=== TEXT BLOCK ===

Possession of motion picture film by any person who shall deliver the
same to any motion picture laboratory shall be presumptive evidence of
the consent of the owner thereof to the performance of the work which
may be done thereon or therefrom by such laboratory. No lien hereby
granted shall be waived or impaired by the taking of any note or notes
for the moneys so due or for the work and labor performed and materials
and moneys furnished.
S 189. Liens of hospitals. 1. Every corporation incorporated under
general law or special act as a charitable institution maintaining a
hospital in the state supported in whole or in part by charity, the
state university of New York and every county, city, town or village
operating and maintaining a hospital shall to the extent hereinafter
provided have a lien upon any and all rights of action, suits, claims,
counterclaims or demands, of any nature whatsoever, of any person
receiving emergency treatment or admitted to any such hospital and
receiving treatment, care and maintenance therein, on account of any
personal injuries received within a period of one week prior to
receiving emergency treatment or admission to the hospital and as the
result of the negligence, wrongful act or any other tort, of any other
person or persons or corporation, which any such injured person or the
legal representative of such injured person, in case of death as the
result of such injuries, may or shall have, assert or maintain against
any such other person or corporation for damages on account of such
injuries, for the amount of the reasonable charges of such hospital, for
the treatment, care and maintenance of such injured person at cost rates
in such hospital. If such injured person received emergency treatment or
was admitted to the hospital on account of personal injuries received
within a week prior to such treatment or admission, the state university
or any such corporation or such municipal corporation maintaining a
hospital to which such person may be transferred for subsequent
treatment of the same injuries shall also have a lien as provided herein
although such transfer may occur during or after a week from the time
when such injuries were received. No such lien shall be effective,
however, unless a written notice containing the name and address of the
injured person, the date of the accident, the name and location of the
hospital and the name of the person or persons, firm or firms,
corporation or corporations alleged to be liable to the injured party
for the injuries received, shall prior to the payment of any moneys to
such injured person, his attorneys, or legal representatives as
compensation for such injuries be mailed, registered or certified and
postage prepaid, to the person or persons, firm or firms, corporation or
corporations, alleged to be liable to the injured party for the injuries
sustained prior to the payment to such injured person, his attorneys or
legal representatives, as compensation for such injuries. Such hospital
shall mail a copy of such notice to any insurance carrier which has
insured such person, firm or corporation against such liability. Such
mailing shall be deemed to be effective notwithstanding any inaccuracy
or omission therein if the information contained therein shall be
sufficient to enable the person or persons or corporation alleged to be
liable, by the exercise of reasonable diligence, to identify the injured
person, the occurrence upon which the claim for damages is based and the
name and address of the hospital asserting the lien. Any hospital
claiming a lien hereunder shall, in addition to the foregoing, file in
the office of the county clerk of the county in which the hospital is
located and mail to the persons and in the manner above provided, after
the discharge of any injured person, an additional notice of lien, duly
verified, which shall show the total hospital charges which have accrued
and no lien hereunder shall exceed this amount.

=== INFORMATION SUPPLIED ===

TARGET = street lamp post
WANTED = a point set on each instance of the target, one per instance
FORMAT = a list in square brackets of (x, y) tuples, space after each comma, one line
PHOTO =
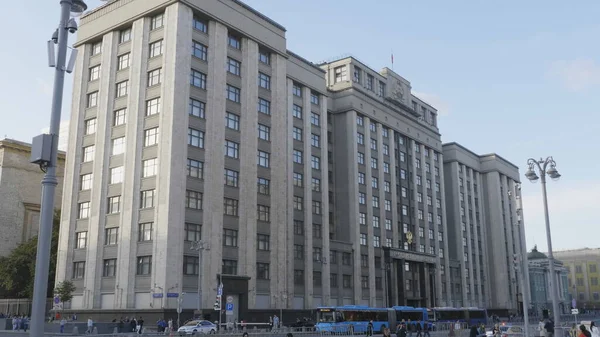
[(547, 167), (47, 159)]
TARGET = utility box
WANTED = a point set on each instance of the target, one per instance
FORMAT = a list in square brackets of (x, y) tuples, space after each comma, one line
[(41, 149)]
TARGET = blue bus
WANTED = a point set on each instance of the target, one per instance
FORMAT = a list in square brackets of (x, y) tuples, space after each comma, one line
[(355, 319), (471, 316)]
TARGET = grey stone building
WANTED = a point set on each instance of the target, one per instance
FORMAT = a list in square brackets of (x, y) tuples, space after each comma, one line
[(539, 275), (21, 193), (485, 228)]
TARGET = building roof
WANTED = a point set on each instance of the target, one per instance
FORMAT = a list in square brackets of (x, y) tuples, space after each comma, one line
[(536, 255)]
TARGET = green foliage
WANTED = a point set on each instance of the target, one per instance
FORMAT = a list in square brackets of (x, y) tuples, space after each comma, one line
[(65, 290), (17, 270)]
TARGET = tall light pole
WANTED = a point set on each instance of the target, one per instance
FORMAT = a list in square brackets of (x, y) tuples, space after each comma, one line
[(45, 152), (547, 167)]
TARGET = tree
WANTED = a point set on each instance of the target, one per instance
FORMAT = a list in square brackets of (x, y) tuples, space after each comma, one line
[(17, 270), (64, 290)]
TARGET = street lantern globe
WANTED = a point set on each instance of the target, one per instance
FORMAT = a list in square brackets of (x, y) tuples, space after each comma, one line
[(531, 175)]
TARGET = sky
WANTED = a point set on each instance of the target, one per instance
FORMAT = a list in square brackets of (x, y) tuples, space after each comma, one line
[(518, 78)]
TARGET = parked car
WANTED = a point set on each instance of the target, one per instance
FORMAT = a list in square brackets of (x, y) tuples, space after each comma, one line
[(197, 327)]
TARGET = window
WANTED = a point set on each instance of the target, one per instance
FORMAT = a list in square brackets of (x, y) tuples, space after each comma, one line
[(297, 90), (85, 182), (264, 57), (341, 74), (109, 268), (315, 162), (193, 199), (195, 169), (230, 238), (80, 240), (232, 149), (264, 106), (190, 265), (232, 121), (231, 178), (234, 66), (315, 119), (111, 236), (264, 81), (263, 242), (88, 153), (195, 138), (193, 232), (151, 137), (315, 140), (94, 73), (263, 159), (156, 48), (115, 175), (122, 89), (119, 117), (144, 265), (199, 50), (123, 61), (200, 25), (113, 205), (78, 270), (154, 77), (96, 48), (262, 271), (149, 167), (297, 111), (198, 79), (145, 232), (197, 108), (230, 207), (234, 42), (264, 132), (233, 94), (264, 213), (92, 99), (157, 21)]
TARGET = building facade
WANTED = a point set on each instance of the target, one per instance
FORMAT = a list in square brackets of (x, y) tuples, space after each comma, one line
[(21, 193), (485, 228), (539, 276), (583, 275)]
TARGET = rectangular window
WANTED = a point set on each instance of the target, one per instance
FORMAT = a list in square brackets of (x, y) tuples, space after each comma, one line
[(145, 232), (119, 117), (144, 265), (199, 50), (234, 66), (156, 48), (195, 169), (109, 268), (233, 94), (195, 138), (193, 199), (197, 108), (264, 81), (198, 79), (147, 199), (154, 77)]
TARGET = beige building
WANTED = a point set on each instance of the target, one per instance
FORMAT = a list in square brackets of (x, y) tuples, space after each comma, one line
[(583, 269), (21, 193)]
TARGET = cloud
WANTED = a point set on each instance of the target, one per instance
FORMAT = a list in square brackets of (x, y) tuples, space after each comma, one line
[(572, 209), (435, 101), (576, 75)]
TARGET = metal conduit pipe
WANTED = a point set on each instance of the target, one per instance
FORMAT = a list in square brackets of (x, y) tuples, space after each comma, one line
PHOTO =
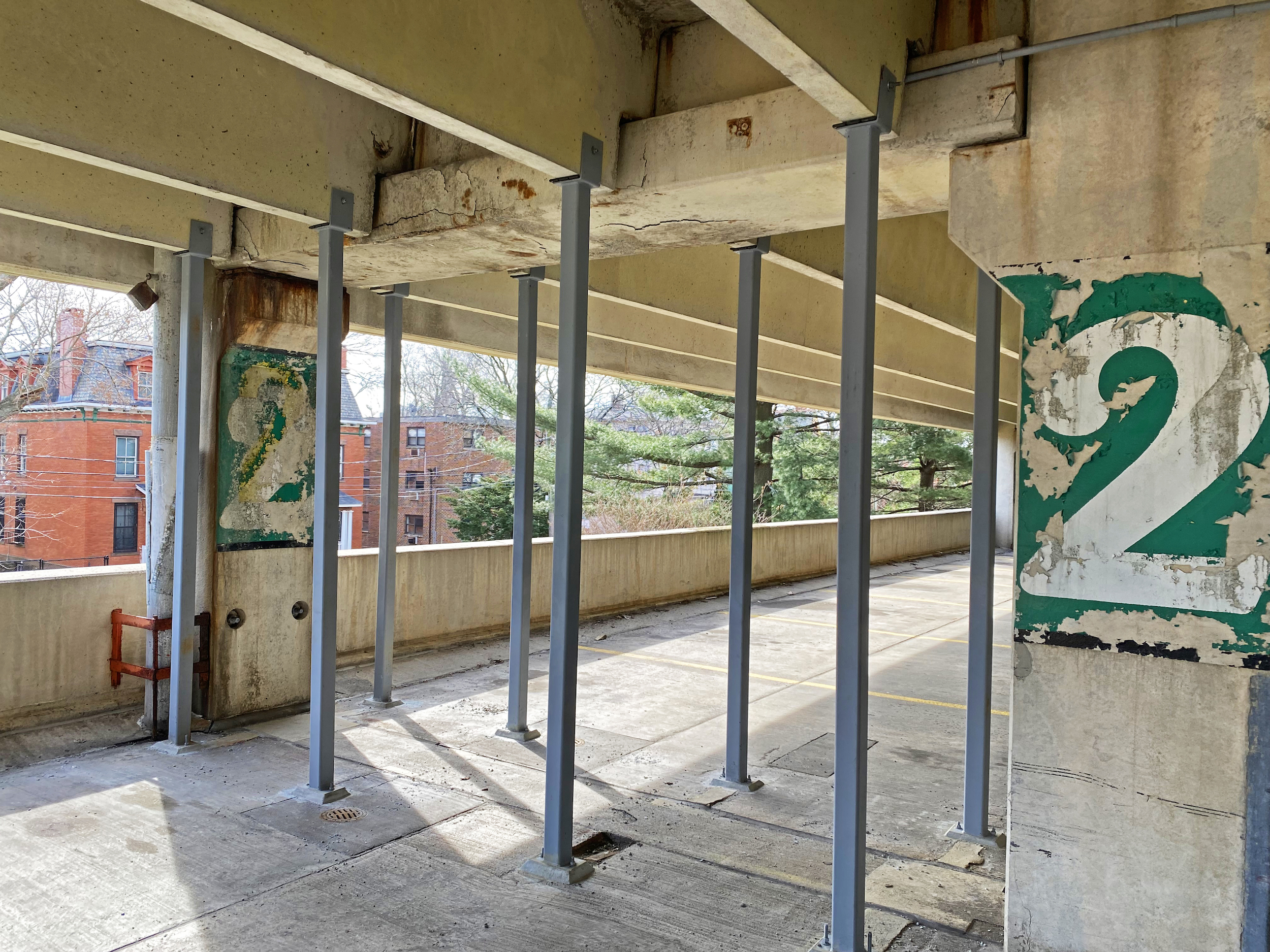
[(1182, 19)]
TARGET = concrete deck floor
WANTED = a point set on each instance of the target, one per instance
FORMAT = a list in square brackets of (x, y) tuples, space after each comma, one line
[(126, 847)]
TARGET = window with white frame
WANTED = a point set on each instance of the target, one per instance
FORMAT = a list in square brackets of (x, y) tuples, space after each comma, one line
[(126, 456)]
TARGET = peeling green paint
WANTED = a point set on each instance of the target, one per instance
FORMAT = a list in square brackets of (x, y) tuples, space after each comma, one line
[(266, 448), (1194, 530)]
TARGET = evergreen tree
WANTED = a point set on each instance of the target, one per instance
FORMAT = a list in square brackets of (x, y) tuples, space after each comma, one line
[(484, 512), (674, 441), (920, 468)]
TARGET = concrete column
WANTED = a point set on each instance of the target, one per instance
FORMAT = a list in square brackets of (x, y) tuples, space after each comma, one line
[(162, 475)]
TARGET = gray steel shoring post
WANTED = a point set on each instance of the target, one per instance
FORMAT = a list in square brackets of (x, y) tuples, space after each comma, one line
[(557, 861), (855, 465), (184, 634), (736, 771), (522, 518), (331, 332), (390, 456), (983, 549)]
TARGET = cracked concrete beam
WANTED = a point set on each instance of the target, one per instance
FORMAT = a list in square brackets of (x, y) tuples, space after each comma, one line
[(67, 193), (207, 116), (52, 253), (766, 164), (834, 52), (592, 64)]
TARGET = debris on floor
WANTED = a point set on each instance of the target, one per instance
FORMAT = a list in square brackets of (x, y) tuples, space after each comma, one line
[(963, 856)]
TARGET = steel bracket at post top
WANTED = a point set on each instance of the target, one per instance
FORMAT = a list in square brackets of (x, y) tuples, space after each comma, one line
[(887, 88), (591, 163)]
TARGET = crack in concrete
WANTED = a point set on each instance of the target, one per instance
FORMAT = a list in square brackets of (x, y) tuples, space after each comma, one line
[(669, 221)]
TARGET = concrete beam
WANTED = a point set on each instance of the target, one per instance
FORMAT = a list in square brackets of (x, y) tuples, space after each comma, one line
[(519, 79), (39, 250), (834, 52), (675, 310), (920, 273), (493, 333), (56, 191), (131, 90), (768, 164)]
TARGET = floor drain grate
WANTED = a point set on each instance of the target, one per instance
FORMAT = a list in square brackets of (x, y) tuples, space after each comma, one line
[(342, 814)]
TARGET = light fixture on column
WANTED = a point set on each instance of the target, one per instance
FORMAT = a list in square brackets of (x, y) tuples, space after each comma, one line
[(143, 296)]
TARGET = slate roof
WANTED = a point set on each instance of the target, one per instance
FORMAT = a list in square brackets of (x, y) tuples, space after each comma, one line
[(105, 375), (348, 409)]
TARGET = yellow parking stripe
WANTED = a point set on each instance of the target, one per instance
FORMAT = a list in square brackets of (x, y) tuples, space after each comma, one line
[(677, 663), (872, 631)]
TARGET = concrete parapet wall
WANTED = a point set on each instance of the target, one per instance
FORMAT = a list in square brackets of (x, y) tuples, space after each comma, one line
[(466, 587), (55, 641)]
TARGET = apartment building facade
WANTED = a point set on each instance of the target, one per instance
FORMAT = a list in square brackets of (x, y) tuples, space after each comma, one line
[(441, 456), (73, 463)]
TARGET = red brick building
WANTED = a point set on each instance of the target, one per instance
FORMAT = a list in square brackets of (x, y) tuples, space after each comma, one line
[(441, 456), (73, 464)]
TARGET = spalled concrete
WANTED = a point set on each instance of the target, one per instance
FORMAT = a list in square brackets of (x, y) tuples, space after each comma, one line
[(202, 851)]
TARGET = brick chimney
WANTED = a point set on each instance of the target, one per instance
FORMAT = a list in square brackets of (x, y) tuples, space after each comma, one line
[(73, 349)]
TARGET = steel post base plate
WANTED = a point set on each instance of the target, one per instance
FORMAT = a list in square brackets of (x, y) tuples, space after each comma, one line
[(743, 786), (995, 838), (517, 735), (315, 796), (565, 876)]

===

-- DESCRIPTION OF THE TASK --
In the lien-law text, rename "laboratory" as "processing house" in the part from "Possession of motion" up to and including "and moneys furnished.", and write out that part again with the change.

-- EXERCISE ANSWER --
Possession of motion picture film by any person who shall deliver the
same to any motion picture processing house shall be presumptive evidence of
the consent of the owner thereof to the performance of the work which
may be done thereon or therefrom by such processing house. No lien hereby
granted shall be waived or impaired by the taking of any note or notes
for the moneys so due or for the work and labor performed and materials
and moneys furnished.